▸ Written instruction
Reproduce the listing below word for word, from its first line down to and including the line that contains "33,21,88,55". Stop there.

▸ Dataset excerpts
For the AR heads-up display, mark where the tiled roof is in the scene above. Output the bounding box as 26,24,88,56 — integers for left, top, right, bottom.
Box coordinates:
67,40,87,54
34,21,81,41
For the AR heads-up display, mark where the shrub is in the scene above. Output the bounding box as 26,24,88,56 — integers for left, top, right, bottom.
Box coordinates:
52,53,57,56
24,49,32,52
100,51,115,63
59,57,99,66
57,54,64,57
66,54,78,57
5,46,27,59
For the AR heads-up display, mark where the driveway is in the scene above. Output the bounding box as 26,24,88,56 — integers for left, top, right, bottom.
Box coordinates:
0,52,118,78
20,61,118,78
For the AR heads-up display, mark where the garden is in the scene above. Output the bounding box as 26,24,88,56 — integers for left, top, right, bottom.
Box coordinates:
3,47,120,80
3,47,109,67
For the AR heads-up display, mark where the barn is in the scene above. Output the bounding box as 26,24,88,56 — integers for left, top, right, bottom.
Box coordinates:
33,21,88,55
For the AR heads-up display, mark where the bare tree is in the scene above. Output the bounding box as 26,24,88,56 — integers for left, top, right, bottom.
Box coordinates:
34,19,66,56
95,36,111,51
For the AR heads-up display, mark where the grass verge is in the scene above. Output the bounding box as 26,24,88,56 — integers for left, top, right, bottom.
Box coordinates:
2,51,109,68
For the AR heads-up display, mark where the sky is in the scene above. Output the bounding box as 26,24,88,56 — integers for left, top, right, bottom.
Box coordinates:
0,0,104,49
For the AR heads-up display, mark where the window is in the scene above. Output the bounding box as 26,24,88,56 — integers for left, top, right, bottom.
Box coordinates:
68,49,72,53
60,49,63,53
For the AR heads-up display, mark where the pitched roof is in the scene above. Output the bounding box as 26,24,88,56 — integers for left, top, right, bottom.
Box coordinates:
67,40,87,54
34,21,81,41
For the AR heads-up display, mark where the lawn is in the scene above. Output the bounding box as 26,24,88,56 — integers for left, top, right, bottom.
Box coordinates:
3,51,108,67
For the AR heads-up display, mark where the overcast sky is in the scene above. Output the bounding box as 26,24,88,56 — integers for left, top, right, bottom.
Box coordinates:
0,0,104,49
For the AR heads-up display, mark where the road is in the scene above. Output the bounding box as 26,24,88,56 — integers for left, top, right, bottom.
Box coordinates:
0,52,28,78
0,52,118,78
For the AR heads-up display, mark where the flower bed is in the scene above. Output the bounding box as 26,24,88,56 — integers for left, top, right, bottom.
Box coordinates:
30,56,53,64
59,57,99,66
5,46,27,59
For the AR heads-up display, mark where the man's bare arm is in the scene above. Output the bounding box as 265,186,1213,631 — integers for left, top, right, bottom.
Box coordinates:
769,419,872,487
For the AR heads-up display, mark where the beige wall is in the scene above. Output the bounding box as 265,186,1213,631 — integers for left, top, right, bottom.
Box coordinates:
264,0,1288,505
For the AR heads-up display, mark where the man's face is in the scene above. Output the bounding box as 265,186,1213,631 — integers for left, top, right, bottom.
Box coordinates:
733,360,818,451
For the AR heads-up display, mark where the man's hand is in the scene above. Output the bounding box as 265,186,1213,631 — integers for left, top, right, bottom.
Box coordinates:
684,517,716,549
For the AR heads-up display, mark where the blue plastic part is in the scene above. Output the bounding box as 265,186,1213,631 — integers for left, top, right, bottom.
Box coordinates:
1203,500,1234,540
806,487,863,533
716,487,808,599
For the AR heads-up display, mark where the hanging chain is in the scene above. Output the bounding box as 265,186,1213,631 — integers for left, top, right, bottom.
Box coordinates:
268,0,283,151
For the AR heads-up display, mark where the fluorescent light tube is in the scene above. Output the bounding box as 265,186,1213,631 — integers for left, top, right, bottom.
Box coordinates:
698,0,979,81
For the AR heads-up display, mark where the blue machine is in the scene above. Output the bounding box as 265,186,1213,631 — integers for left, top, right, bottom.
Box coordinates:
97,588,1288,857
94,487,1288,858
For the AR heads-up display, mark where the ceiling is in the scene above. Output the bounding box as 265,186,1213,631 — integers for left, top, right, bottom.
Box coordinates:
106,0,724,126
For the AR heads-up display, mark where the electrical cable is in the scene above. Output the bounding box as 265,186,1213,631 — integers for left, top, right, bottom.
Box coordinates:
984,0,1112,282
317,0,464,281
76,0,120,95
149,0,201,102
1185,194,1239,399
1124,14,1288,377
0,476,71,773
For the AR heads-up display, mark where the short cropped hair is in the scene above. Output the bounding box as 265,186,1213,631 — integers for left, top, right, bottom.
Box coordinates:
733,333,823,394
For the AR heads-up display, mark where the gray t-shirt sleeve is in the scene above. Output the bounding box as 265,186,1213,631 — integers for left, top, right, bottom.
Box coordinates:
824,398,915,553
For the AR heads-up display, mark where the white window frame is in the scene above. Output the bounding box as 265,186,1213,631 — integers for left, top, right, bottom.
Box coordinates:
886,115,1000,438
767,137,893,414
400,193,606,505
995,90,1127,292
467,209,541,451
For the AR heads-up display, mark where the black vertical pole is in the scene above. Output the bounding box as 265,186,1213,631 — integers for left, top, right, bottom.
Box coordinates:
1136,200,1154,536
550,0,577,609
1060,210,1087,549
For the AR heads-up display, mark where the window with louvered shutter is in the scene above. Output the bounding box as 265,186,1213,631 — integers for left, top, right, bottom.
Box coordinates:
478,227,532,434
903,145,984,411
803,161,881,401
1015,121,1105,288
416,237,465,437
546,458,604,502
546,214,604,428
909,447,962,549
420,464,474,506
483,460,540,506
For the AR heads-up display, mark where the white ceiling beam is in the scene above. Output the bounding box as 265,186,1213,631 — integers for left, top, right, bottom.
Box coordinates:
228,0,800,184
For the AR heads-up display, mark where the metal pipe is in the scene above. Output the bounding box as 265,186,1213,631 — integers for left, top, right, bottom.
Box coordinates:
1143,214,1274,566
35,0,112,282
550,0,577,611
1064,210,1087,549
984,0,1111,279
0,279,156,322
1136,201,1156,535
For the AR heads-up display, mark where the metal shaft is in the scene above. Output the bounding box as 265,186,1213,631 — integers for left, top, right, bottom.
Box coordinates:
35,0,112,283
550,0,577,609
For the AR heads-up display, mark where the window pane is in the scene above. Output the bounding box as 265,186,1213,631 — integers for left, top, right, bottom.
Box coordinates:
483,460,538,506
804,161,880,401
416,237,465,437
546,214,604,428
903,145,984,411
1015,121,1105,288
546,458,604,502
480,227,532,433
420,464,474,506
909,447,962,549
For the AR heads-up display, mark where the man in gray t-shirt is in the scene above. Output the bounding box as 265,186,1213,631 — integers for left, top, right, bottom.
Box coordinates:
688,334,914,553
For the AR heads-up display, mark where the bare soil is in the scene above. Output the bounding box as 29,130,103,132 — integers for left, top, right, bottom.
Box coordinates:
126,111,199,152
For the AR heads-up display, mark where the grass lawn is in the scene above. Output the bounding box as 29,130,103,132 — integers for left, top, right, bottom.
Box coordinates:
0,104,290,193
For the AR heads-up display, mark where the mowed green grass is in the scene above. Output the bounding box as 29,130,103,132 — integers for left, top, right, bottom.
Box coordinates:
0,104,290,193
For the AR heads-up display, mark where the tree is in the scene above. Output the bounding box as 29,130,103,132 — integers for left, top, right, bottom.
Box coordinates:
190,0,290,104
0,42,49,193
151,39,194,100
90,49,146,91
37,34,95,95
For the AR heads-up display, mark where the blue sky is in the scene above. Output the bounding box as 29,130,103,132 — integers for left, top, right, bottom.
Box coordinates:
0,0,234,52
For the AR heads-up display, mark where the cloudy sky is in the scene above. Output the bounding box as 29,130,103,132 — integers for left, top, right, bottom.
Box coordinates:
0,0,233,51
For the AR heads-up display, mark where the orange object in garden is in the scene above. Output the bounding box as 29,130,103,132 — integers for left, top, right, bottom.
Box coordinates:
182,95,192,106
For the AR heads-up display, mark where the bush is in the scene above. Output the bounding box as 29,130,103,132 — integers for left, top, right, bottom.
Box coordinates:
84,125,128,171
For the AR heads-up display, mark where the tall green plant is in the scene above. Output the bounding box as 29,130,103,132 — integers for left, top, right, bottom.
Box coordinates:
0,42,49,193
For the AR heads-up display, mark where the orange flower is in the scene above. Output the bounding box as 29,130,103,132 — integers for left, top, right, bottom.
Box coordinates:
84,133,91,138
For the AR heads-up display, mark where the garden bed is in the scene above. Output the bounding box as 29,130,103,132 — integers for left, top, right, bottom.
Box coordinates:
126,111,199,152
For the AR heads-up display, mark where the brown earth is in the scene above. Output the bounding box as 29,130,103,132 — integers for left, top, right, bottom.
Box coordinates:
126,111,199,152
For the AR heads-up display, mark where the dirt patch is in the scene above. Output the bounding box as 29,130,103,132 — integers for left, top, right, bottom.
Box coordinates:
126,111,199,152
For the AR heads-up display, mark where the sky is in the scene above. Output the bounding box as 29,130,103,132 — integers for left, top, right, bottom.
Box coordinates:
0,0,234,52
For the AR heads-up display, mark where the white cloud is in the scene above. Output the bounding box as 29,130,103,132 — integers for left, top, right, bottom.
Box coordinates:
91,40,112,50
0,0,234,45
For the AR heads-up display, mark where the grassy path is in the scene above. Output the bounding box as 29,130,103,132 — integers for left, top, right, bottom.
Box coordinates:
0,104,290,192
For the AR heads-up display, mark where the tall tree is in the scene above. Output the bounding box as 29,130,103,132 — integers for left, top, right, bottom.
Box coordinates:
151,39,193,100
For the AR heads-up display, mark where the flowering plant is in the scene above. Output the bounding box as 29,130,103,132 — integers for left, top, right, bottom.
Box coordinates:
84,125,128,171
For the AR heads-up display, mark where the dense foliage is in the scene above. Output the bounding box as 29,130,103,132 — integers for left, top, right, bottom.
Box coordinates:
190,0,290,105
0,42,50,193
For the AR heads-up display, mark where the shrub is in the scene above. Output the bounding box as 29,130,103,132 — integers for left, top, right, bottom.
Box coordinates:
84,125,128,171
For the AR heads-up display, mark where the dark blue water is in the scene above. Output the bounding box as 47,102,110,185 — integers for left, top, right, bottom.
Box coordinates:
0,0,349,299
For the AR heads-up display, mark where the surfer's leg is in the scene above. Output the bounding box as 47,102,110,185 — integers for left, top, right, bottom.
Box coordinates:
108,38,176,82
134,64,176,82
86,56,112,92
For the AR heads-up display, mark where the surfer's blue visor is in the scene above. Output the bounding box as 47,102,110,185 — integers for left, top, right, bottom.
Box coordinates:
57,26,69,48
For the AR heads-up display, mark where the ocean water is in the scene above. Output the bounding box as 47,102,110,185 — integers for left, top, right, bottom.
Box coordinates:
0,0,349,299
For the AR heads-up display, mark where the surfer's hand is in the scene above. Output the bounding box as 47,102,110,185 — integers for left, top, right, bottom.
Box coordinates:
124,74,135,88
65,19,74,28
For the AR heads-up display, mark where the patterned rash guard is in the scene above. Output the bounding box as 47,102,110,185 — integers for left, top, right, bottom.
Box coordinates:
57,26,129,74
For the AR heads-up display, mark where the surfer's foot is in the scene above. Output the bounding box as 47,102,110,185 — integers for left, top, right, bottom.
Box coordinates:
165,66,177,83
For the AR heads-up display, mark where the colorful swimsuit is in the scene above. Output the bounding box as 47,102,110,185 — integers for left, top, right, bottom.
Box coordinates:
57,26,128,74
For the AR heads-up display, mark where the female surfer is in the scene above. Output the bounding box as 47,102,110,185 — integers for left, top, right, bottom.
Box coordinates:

▸ Answer for this exercise
For the AR heads-up display, mark where the tiled roof is in the scene above. Output the bounding box as 26,24,88,56 — integers for left, top, right, bottom.
Box coordinates:
67,40,87,54
34,21,81,41
For the AR heads-up display, mark where the shrub is in the scene above. Output the bounding box as 26,24,88,56 — integers for left, top, right, bottom.
Box coordinates:
52,53,57,56
24,49,32,52
100,51,115,63
59,57,99,66
57,54,64,57
66,54,78,57
5,46,27,59
For the AR heads-up display, mark where the driveway is in the scene above. Output the bounding box as 26,24,88,56 — integers for left, top, right, bottom.
Box coordinates:
0,52,118,78
20,61,118,78
For the AR heads-up display, mark where the garden is in the scene above. Output the bounding box as 26,24,88,56 — integers for left, top, right, bottom.
Box coordinates:
3,47,120,80
3,47,109,67
For the AR heads-up display, mark where the barn is in the scene above. Output the bounding box as 26,24,88,56 — integers for left, top, right, bottom.
Box coordinates:
33,21,88,55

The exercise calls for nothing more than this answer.